Phrase grounding data
----

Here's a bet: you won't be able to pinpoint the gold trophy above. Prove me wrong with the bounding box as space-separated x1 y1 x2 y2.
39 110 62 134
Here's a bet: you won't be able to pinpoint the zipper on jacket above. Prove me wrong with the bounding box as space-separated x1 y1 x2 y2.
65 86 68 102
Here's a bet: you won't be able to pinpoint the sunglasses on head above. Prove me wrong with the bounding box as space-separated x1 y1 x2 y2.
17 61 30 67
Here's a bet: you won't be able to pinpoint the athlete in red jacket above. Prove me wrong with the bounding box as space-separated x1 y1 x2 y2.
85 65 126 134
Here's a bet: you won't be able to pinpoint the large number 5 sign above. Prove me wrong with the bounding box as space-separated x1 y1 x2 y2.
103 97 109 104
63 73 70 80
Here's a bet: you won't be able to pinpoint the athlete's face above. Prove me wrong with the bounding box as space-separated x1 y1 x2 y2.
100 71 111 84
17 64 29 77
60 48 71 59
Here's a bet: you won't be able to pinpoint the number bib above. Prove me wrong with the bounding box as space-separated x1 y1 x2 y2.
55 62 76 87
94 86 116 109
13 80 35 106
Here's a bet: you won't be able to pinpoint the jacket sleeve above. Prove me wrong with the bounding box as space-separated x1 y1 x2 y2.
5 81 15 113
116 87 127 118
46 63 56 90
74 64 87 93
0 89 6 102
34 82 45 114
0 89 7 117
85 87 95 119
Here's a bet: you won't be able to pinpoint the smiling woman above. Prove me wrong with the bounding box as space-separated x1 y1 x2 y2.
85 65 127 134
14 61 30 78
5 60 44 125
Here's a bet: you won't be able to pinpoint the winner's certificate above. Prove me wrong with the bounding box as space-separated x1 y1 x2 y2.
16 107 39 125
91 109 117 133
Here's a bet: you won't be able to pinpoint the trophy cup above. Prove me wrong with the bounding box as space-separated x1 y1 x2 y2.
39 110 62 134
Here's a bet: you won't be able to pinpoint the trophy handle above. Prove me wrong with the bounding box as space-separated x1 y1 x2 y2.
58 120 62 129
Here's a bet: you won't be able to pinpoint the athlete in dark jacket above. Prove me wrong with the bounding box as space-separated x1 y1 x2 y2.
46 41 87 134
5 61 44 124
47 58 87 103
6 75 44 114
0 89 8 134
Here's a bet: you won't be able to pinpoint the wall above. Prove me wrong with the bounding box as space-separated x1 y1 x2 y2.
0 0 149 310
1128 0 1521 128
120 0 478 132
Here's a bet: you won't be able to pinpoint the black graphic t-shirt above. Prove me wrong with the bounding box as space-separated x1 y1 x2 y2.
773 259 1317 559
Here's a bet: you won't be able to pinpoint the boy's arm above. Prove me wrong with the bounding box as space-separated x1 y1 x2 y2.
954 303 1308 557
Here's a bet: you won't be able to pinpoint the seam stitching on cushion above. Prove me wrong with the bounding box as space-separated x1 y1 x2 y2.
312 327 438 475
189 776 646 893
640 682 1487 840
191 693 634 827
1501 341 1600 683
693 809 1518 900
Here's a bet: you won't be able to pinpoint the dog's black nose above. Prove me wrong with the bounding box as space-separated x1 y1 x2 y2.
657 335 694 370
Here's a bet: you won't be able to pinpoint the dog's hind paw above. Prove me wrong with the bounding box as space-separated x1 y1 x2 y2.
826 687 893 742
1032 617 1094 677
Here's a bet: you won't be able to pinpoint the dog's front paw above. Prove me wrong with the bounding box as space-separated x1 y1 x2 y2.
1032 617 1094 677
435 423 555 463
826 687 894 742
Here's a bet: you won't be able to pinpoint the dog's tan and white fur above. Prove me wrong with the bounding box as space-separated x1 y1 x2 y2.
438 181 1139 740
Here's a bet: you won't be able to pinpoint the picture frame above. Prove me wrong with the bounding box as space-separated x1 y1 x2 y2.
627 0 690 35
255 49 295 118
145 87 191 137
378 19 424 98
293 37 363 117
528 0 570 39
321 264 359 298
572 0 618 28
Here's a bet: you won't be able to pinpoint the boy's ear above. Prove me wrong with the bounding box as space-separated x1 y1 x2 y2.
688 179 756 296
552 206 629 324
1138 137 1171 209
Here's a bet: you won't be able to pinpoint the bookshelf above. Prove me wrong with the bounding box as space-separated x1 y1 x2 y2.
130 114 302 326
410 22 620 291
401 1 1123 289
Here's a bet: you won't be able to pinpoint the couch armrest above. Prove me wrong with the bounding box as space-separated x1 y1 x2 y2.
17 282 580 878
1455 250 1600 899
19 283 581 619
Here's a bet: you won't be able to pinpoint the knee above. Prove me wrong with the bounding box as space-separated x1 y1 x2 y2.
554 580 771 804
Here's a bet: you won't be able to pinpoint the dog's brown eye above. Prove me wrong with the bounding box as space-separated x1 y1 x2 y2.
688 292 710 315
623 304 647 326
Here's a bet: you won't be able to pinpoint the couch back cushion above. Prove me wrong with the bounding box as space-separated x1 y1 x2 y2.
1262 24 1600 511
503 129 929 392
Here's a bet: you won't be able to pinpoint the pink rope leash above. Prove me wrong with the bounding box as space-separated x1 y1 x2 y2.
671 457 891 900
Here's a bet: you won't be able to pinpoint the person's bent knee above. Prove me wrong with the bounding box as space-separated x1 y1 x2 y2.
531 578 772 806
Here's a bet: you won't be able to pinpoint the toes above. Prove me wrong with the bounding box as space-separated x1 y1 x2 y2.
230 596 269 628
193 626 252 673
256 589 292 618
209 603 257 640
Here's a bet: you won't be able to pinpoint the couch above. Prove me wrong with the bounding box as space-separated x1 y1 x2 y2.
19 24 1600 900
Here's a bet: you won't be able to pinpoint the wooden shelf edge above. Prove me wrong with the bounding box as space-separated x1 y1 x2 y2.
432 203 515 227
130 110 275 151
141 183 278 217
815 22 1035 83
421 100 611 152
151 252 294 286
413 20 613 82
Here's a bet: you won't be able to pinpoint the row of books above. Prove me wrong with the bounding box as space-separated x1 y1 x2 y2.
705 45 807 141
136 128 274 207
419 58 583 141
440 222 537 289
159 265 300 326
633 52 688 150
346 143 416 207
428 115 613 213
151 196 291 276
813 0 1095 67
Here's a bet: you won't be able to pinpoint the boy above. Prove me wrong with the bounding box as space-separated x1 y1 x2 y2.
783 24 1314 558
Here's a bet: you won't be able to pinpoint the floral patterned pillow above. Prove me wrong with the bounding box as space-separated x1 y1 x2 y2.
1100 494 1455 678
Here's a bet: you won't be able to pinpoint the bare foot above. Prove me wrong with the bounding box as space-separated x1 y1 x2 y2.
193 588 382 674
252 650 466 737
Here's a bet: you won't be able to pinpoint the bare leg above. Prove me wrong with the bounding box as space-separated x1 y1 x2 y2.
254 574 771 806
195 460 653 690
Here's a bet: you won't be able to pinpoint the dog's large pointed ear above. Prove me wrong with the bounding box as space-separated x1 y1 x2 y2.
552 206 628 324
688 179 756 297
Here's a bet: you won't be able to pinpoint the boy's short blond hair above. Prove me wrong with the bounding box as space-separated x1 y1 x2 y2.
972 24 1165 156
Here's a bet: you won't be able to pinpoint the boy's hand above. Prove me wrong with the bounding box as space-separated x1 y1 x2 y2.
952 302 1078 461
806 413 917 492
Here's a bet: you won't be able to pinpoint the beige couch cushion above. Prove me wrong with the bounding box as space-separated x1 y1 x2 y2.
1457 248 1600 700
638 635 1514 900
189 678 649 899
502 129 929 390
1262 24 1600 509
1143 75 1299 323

----

§ **Instructions to follow**
Please give back all of the records exactly as written.

§ **Exercise answer**
Here's a bet: you won't be able to pinpoint the gold trophy above. Prove me wrong with the bounding box as space-separated x1 y1 x2 y2.
39 110 62 134
Here's a bet: you won't be able to pinpoint the zipper on jacket above. Prove me wrong with the bounding box as space-separated x1 y1 x2 y2.
65 86 68 102
Here's a bet: you won't be able to pinpoint the sunglasses on head above. Prove me wrong with the bounding box as space-separated x1 y1 x2 y2.
17 61 30 67
Here's a bet: you won't be able to pinpoint the athlete in red jacket above. Prove me wrong with the bounding box as space-separated x1 y1 x2 y2.
85 65 126 134
Here's a bet: you won't be able to pinpoint the large number 5 sign above. Prove me wrong with the bounding box as space-separated x1 y1 x2 y2.
103 97 109 104
63 73 70 80
Here's a bet: you won't be able to pinpoint the athlete's face above. Prove me wrong with the bounding box as space-separated x1 y1 x2 y2.
100 71 111 84
17 64 29 77
60 48 71 59
Here's a bet: you won't be able to pinpoint the number bib above. Prove me wrong with the bounding box as space-separated x1 y1 x2 y2.
55 62 76 87
94 86 116 109
13 80 35 106
Here's a bet: you won't be able to pinpoint the jacket sleeve above. Prove me wrong with the bounding box as space-separated x1 y1 x2 y2.
5 81 15 113
116 87 127 118
46 63 56 90
74 64 87 93
0 89 6 102
34 82 45 114
0 89 7 117
85 87 95 119
Here's a bet: you won't be able to pinpoint the smiling woman above. Prove me wrong with the bounding box as space-separated x1 y1 x2 y2.
85 65 127 134
14 61 30 78
5 60 44 125
Here's a bet: you won't be able to pinpoint the winner's certificate above. Prove me wrong with the bounding box as space-separated x1 y1 x2 y2.
16 107 39 125
91 109 117 133
Here's a bet: you won't be able to pinpoint the trophy cup above. Prove me wrong with the bounding box as space-separated x1 y1 x2 y2.
39 110 62 134
Here's a bet: you won't be able to pinpoint the trophy handle above. Prove me wrong with the bounding box as space-separated x1 y1 x2 y2.
58 120 62 129
Here's a bet: you won't be able to pinpoint the athlete in dark jacket above. Prove me wrong with the bounding box as space-separated x1 y1 x2 y2.
46 41 87 134
5 61 44 124
47 58 87 103
6 75 44 114
0 89 8 134
Here's a bet: you won't be able to pinpoint the wall above. Prove me wrong with the bounding box as space-separated x1 y1 x2 y2.
0 0 149 310
1128 0 1521 128
120 0 478 132
Here's a bet: you won't be able to pinpoint the black graphic t-shirt above. Prove me wrong with the bounding box as space-separated x1 y1 x2 y2.
773 259 1317 559
Here's a bet: you won't be able to pinpoint the boy's arm above. Prove me wrong with the bounding box as space-separated x1 y1 x2 y2.
954 303 1308 557
Here's a bet: you won't be able to pinpoint the seam stitching on cushion above. Prove me wrong with the bounding box as space-separated x1 y1 x2 y2.
312 327 438 475
189 776 646 893
640 682 1487 840
191 693 634 827
1501 341 1600 683
693 809 1518 900
Here's a bet: you won't be able to pinpoint the dog's black nose above. Prove me wrong with the bounding box as space-separated x1 y1 x2 y2.
657 335 694 370
Here's a bet: you won't be able to pinpoint the dog's hind paw above. Prove me wrong with the bounding box as space-separated x1 y1 x2 y2.
826 687 893 742
1032 617 1094 677
Here's a bet: you won't be able to pinpoint the dog's front paw above. Prove me wrong with the bounding box as space-separated x1 y1 x2 y2.
1032 617 1094 677
435 423 555 463
826 687 894 742
Here's a bet: you won't be able to pinpoint the dog's tan and white fur above. Prove me wrong with the bounding box as space-separated x1 y1 x2 y2.
438 181 1139 740
Here's a bet: you won't be able to pinpoint the picture frame above. Prove me wrong with the bounding box as space-separated x1 y1 x2 y2.
627 0 690 35
255 49 295 118
145 87 191 137
378 19 424 98
293 37 363 117
528 0 570 39
321 264 359 298
572 0 618 28
Here's a bet: you won't be able to pinpoint the boy's ear above. Prove me wrong with the bounding box as space-separated x1 y1 x2 y2.
688 179 756 296
552 206 629 324
1138 137 1171 209
Here's a bet: you won't be able to pinpoint the bookshelf above. Prove me wrong with the bounding box as space-separated x1 y1 x2 y2.
130 114 302 326
410 22 620 291
401 1 1123 289
Here's a bet: you won't be able to pinpoint the couch armrest above. Prove me wrong with the bounding box as space-separated x1 y1 x2 y2.
17 282 580 878
1455 250 1600 899
19 283 581 619
Here's a bet: you won't be able to pinpoint the knee above. Prove me wrong with the bounding box as space-separated x1 y1 x2 y2.
554 580 771 804
Here's a bet: you won't be able to pinpoint the dog's brown eye above. Prove me wrong with the bounding box as space-separated x1 y1 x2 y2.
688 292 710 315
623 304 647 326
Here's a bet: you won't be able to pinpoint the couch back cushion above. Prove me wrong with the bounding box as space-separated x1 y1 x2 y2.
1262 24 1600 511
503 129 929 392
Here's a bet: you won't be able to pinpoint the pink rope leash above. Prove me wrong with the bounding box as space-separated x1 y1 x2 y2.
671 457 891 900
Here's a bet: you won't be able to pinpoint the person's bent knee above. Prove me wrong with the bounding box as space-separated x1 y1 x2 y2.
531 578 772 806
Here's a bet: you won't be able to pinpoint the toes above. Prove me wrong with the bounding box as space-separated x1 y1 x2 y2.
230 596 269 628
193 626 252 673
256 589 292 618
209 603 257 640
Here's a bet: you won't be able to pinpoint the couch above. Prove me wrong with the bounding box as space-separated x1 y1 x2 y2.
19 24 1600 900
Here's a bet: you won't be able to pinpoint the wooden shelf edge above. Prove me wrong with the bounding box as space-separated x1 y1 x2 y2.
432 203 515 227
130 110 275 151
141 183 278 217
815 22 1035 83
421 100 611 152
151 252 294 286
413 20 613 82
Here's a bet: you won't be able to pinpoint the row of books above. Prove me wrong with the bounding box as space-separated x1 y1 x2 y2.
705 45 807 141
136 128 274 207
419 58 583 141
440 222 537 289
159 265 300 326
633 52 688 150
346 143 416 207
428 115 613 213
151 196 291 276
813 0 1095 67
Here's a bet: you won't be able to pinpoint the boy above. Prove me wrong with the bounding box as space-separated x1 y1 x2 y2.
783 24 1314 558
Here's a bet: you won't be able to pinpoint the floral patterned pillow above. Prove me wrong with the bounding box as space-separated x1 y1 x2 y2.
1100 494 1455 678
Here's a bet: you won't be able to pinpoint the bare foot above. Prove me wrong with the bounding box as space-separated x1 y1 x2 y2.
193 588 382 674
252 650 466 737
Here's a bet: you won't be able to pinpoint the bare leg above. Prove me wrong with the bounding box as space-separated x1 y1 x2 y2.
254 574 771 806
195 460 653 690
Here's a bet: you won't be able to pinpoint the dog's large pointed ear above. Prove me wrong with the bounding box as space-separated x1 y1 x2 y2.
552 206 628 324
688 179 756 297
Here's a bet: you won't be able to pinpoint the boy's short blond hair above. Prove me wrong with the bounding box as space-separated x1 y1 x2 y2.
972 24 1165 156
Here's a bet: you won't be able to pinpoint the boy's hand above. Prove me wrong with the bounding box as space-separated x1 y1 x2 y2.
952 302 1078 461
806 413 917 492
Here's a bet: you won't be able to pinpoint the beige couch cushion above. Prove me wrong with the bounding box as space-separated x1 y1 x2 y2.
1457 248 1600 700
638 635 1514 900
189 678 649 899
502 129 929 390
1262 24 1600 509
1143 75 1299 323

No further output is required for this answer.